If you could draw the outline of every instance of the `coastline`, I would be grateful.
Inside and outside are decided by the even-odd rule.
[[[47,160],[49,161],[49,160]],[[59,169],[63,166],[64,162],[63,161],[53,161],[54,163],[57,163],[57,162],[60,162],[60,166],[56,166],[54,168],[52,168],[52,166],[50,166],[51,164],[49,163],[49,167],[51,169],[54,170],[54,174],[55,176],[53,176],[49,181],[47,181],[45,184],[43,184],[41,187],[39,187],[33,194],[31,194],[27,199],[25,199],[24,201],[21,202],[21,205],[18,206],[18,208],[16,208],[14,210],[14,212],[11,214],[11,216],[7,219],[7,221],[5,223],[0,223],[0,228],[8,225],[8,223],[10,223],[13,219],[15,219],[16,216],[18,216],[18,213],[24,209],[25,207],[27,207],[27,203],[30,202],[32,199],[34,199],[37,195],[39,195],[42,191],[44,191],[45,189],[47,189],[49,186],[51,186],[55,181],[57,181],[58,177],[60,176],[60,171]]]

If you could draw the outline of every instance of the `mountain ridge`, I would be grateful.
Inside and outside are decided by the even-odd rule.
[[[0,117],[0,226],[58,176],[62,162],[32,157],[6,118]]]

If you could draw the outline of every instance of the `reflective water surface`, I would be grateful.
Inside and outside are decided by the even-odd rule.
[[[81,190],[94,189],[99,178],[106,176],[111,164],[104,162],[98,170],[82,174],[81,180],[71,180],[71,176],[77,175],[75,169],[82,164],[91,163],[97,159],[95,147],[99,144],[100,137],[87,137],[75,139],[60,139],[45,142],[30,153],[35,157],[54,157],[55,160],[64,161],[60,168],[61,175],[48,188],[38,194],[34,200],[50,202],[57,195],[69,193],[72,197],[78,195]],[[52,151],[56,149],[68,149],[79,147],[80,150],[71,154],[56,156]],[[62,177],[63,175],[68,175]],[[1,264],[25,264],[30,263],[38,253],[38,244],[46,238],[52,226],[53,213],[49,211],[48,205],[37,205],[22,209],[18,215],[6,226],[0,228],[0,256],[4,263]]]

----

▶ **Task goal**: Copy the rows from the very first line through the line containing "[[[0,117],[0,226],[58,176],[62,162],[32,157],[6,118]]]", both included, putting "thankful" wherever "grateful" appears and leaving everything else unchanged.

▶ **Result**:
If you could draw the outline of every instance of the `coastline`, I would be thankful.
Inside and outside are decided by the even-odd rule.
[[[47,160],[49,161],[49,160]],[[59,169],[63,166],[64,162],[63,161],[53,161],[54,163],[57,163],[57,162],[60,162],[60,166],[56,166],[54,168],[52,168],[52,166],[50,166],[51,164],[49,163],[49,167],[51,169],[54,170],[54,174],[55,176],[53,176],[49,181],[47,181],[45,184],[43,184],[41,187],[39,187],[33,194],[31,194],[27,199],[25,199],[24,201],[21,202],[21,205],[18,206],[18,208],[16,208],[14,210],[14,212],[11,214],[11,216],[7,219],[7,221],[5,223],[0,223],[0,228],[8,225],[8,223],[10,223],[13,219],[15,219],[16,216],[18,216],[18,213],[24,209],[25,207],[27,207],[27,203],[30,202],[32,199],[34,199],[37,195],[39,195],[42,191],[44,191],[45,189],[47,189],[49,186],[51,186],[55,181],[57,181],[58,177],[60,176],[60,171]]]

If you could draw the outline of every instance of the `mountain ridge`, I would be thankful.
Inside and outside are decided by the even-odd rule.
[[[0,117],[0,226],[58,176],[62,162],[32,157],[6,118]]]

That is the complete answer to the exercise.